### TASK STATEMENT
Write the next part of the 2019 Brasil Open tennis article, picking up right after its final line.

### DOCUMENT PASSAGE
────

- Date: February 25 – March 3
- Edition: 19th
- Category: ATP Tour 250 series
- Draw: 28S / 16D
- Prize money: $550,145
- Surface: Clay - indoor
- Location: São Paulo, Brazil

Champions

Singles
- Guido Pella

Doubles
- Federico Delbonis / Máximo González
- ← 2018 · Brasil Open

= 2019 Brasil Open =

The 2019 Brasil Open was a men's tennis tournament played on indoor clay courts. It was the 19th and last edition of the Brasil Open, and part of the ATP Tour 250 series of the 2019 ATP Tour. It took place from February 25 through March 3, 2019, in São Paulo, Brazil. Third-seeded Guido Pella won the singles title.

== Finals ==
=== Singles ===

- ARG Guido Pella defeated CHI Cristian Garín, 7–5, 6–3.

────

### ENTRIES
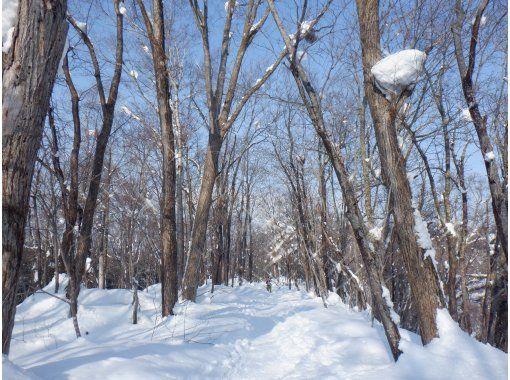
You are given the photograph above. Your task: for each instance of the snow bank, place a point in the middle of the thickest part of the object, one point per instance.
(11, 371)
(396, 72)
(234, 333)
(455, 355)
(489, 156)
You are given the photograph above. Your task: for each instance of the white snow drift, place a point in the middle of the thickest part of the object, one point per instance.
(234, 333)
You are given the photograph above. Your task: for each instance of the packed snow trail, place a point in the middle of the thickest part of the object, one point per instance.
(235, 333)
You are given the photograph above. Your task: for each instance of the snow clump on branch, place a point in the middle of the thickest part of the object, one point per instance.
(397, 72)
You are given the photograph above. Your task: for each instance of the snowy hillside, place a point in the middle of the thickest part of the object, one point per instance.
(235, 333)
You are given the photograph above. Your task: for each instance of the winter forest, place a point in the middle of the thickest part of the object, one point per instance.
(254, 189)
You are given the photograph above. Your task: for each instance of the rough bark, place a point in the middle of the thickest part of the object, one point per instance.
(156, 32)
(222, 115)
(372, 265)
(421, 274)
(29, 68)
(496, 185)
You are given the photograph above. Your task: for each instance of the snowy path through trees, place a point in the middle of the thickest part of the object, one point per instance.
(235, 333)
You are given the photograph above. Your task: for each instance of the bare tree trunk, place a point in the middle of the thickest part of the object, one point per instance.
(103, 242)
(222, 115)
(134, 316)
(156, 31)
(496, 186)
(198, 235)
(372, 265)
(422, 277)
(465, 319)
(28, 74)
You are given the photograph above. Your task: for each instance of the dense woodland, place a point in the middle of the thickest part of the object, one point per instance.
(191, 142)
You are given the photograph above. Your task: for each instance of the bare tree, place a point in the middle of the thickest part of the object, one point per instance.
(29, 67)
(222, 114)
(156, 32)
(313, 106)
(421, 273)
(496, 185)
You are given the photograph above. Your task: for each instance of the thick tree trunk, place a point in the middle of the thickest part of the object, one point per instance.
(198, 235)
(370, 260)
(28, 71)
(422, 277)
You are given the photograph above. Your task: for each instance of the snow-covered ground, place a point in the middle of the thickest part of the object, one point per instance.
(235, 333)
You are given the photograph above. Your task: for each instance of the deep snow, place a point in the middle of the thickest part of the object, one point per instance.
(235, 333)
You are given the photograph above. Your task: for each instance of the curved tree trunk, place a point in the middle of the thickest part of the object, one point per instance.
(421, 274)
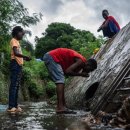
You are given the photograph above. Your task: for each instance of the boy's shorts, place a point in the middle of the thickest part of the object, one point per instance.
(55, 69)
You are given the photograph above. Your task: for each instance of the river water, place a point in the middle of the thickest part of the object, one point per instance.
(39, 116)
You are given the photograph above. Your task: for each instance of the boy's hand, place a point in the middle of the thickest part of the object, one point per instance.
(27, 58)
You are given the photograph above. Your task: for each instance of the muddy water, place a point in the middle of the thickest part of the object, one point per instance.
(39, 116)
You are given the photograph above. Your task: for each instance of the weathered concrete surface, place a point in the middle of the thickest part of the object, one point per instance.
(111, 59)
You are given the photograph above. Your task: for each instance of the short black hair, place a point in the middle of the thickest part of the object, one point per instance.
(16, 30)
(105, 10)
(93, 63)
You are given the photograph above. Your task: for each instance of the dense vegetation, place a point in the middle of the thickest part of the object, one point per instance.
(36, 82)
(66, 36)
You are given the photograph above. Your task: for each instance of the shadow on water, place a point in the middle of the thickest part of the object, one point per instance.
(36, 116)
(40, 116)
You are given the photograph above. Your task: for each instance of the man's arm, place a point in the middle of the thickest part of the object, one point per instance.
(71, 70)
(16, 53)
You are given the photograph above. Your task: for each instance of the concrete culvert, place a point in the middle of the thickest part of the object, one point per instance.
(91, 91)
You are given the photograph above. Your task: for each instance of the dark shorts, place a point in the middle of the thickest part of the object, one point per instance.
(55, 69)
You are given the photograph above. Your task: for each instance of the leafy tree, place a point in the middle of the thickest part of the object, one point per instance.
(12, 12)
(64, 35)
(56, 35)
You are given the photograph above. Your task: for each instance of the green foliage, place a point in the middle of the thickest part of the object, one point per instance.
(50, 89)
(12, 12)
(56, 35)
(64, 35)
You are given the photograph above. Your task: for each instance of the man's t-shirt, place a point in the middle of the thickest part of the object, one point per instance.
(111, 18)
(65, 57)
(15, 43)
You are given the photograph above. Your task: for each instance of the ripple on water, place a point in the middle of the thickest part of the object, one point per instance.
(39, 116)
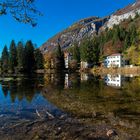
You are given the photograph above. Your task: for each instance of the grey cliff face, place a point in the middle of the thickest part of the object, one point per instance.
(89, 27)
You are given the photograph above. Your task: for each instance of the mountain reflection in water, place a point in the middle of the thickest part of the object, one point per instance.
(111, 100)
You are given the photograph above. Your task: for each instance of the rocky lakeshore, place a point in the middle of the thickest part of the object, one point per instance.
(65, 128)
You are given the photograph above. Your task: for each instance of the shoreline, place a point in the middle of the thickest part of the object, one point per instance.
(135, 70)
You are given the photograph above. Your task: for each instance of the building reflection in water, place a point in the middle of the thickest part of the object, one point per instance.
(68, 83)
(113, 80)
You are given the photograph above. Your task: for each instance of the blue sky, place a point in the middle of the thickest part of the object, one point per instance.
(58, 15)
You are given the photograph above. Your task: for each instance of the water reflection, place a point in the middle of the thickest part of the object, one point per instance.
(97, 99)
(23, 99)
(113, 80)
(94, 99)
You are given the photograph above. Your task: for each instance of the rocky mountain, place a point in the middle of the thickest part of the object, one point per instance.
(89, 27)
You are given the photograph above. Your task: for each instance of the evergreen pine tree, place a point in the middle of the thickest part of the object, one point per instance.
(39, 60)
(60, 63)
(20, 57)
(12, 56)
(29, 57)
(5, 59)
(76, 53)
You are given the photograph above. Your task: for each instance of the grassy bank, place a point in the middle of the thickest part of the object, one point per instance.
(135, 70)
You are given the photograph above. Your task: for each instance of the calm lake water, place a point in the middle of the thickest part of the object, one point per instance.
(112, 100)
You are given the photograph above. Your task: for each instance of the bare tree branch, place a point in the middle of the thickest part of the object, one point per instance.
(22, 10)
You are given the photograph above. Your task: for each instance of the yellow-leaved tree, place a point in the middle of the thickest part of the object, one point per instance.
(133, 55)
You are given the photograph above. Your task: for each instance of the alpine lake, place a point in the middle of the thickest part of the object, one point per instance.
(35, 106)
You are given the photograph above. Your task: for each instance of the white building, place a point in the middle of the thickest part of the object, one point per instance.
(114, 60)
(114, 81)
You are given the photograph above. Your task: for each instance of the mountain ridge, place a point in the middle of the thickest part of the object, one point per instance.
(89, 27)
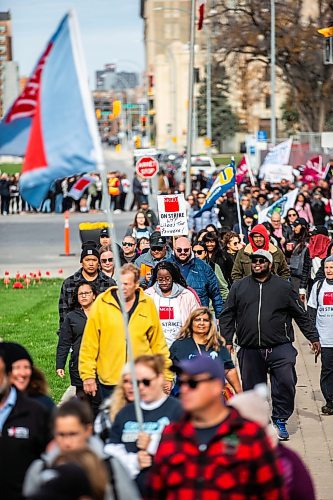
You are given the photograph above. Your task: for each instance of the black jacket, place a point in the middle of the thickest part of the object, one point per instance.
(261, 314)
(70, 336)
(24, 437)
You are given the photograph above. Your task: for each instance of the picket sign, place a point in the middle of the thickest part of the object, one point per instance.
(172, 215)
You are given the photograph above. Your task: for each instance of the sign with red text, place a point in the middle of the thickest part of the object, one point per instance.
(172, 215)
(147, 167)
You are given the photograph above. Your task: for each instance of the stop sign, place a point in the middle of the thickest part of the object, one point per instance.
(147, 167)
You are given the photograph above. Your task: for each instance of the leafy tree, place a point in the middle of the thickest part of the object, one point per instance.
(242, 29)
(224, 121)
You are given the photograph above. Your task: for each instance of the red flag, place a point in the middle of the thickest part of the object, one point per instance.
(201, 13)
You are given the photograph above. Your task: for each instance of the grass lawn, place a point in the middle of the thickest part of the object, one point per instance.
(30, 317)
(11, 168)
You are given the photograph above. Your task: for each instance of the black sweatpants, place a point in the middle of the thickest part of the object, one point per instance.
(326, 374)
(279, 363)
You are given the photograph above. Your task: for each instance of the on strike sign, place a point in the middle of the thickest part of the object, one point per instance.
(172, 215)
(147, 167)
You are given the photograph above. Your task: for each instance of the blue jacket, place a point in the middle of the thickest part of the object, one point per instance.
(198, 223)
(203, 280)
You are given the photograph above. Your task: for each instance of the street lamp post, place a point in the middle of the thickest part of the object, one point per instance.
(273, 113)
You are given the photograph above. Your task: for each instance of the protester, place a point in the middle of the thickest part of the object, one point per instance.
(24, 431)
(104, 348)
(199, 336)
(158, 251)
(106, 261)
(134, 448)
(140, 226)
(231, 244)
(70, 338)
(173, 300)
(259, 310)
(320, 307)
(198, 275)
(72, 430)
(212, 452)
(122, 395)
(195, 224)
(303, 208)
(200, 250)
(27, 378)
(89, 273)
(128, 251)
(150, 214)
(259, 240)
(314, 254)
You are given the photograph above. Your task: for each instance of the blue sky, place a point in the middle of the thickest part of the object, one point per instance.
(111, 30)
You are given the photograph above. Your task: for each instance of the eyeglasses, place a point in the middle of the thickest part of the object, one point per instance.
(259, 260)
(192, 383)
(183, 250)
(145, 381)
(167, 279)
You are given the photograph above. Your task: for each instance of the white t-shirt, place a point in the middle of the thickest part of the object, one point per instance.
(170, 317)
(324, 319)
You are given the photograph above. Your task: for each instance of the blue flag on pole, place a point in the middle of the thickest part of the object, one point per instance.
(225, 180)
(52, 122)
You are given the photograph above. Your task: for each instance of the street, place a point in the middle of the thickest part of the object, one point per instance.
(31, 242)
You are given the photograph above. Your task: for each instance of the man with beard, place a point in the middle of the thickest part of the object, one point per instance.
(259, 311)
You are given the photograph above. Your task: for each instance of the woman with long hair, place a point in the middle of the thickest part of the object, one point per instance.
(140, 227)
(199, 337)
(200, 251)
(303, 208)
(231, 243)
(173, 300)
(122, 395)
(70, 338)
(133, 448)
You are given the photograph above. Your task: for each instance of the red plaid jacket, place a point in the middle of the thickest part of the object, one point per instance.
(238, 463)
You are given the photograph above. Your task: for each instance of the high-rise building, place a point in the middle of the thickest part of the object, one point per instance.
(111, 79)
(8, 69)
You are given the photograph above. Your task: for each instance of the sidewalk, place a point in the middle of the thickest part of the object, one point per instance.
(311, 433)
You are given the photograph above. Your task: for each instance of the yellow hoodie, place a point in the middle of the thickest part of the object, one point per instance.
(103, 348)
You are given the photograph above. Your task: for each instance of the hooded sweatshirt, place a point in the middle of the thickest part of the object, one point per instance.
(174, 309)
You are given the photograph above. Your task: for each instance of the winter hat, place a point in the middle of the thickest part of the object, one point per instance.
(89, 248)
(14, 352)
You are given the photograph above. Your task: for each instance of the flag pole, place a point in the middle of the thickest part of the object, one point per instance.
(190, 102)
(238, 206)
(91, 119)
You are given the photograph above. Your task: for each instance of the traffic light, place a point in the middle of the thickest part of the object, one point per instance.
(116, 108)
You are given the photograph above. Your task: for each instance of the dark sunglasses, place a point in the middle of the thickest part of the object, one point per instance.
(259, 260)
(145, 381)
(192, 383)
(183, 250)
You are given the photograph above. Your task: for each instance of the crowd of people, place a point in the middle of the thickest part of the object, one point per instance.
(210, 318)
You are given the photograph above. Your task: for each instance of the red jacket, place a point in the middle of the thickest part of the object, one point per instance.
(238, 463)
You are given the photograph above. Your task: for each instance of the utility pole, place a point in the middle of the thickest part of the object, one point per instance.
(190, 101)
(273, 117)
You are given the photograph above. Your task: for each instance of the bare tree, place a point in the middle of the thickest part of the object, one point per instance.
(242, 34)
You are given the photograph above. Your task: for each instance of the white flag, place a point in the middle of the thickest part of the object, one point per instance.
(282, 206)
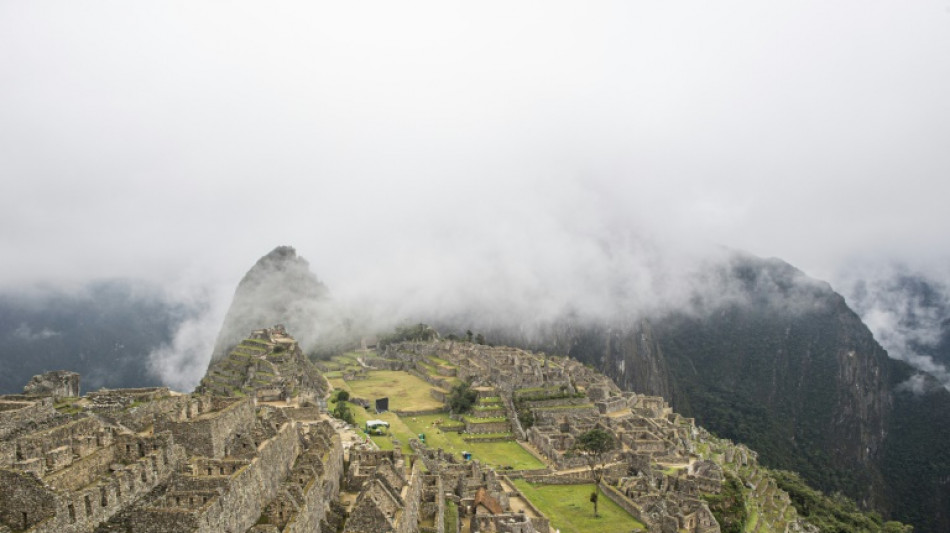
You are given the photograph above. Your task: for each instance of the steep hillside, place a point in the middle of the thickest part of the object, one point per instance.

────

### TASK OUTPUT
=== Doubles ===

- ARG Federico Delbonis / ARG Máximo González defeated GBR Luke Bambridge / GBR Jonny O'Mara, 6–4, 6–3

== Singles main-draw entrants ==

=== Seeds ===

| Country | Player | Ranking^{1} | Seed |
|---|---|---|---|
| POR | João Sousa | 40 | 1 |
| TUN | Malek Jaziri | 44 | 2 |
| ARG | Guido Pella | 46 | 3 |
| ARG | Leonardo Mayer | 55 | 4 |
| URU | Pablo Cuevas | 63 | 5 |
| ESP | Jaume Munar | 66 | 6 |
| ARG | Juan Ignacio Londero | 69 | 7 |
| JPN | Taro Daniel | 73 | 8 |

- ^{1} Rankings as of February 18, 2019.

=== Other entrants ===
The following players received wildcards into the singles main draw:
- URU Pablo Cuevas
- BRA Thiago Monteiro
- BRA Thiago Seyboth Wild

The following players received entry from the qualifying draw:
- ARG Facundo Bagnis
- ITA Alessandro Giannessi
- ESP Pedro Martínez
- BRA Pedro Sakamoto

== Doubles main-draw entrants ==

=== Seeds ===

| Country | Player | Country | Player | Rank^{1} | Seed |
|---|---|---|---|---|---|
| URU | Pablo Cuevas | ARG | Horacio Zeballos | 69 | 1 |
| ARG | Leonardo Mayer | POR | João Sousa | 84 | 2 |
| CZE | Roman Jebavý | ARG | Andrés Molteni | 98 | 3 |
| GBR | Luke Bambridge | GBR | Jonny O'Mara | 103 | 4 |

- ^{1} Rankings as of February 18, 2019.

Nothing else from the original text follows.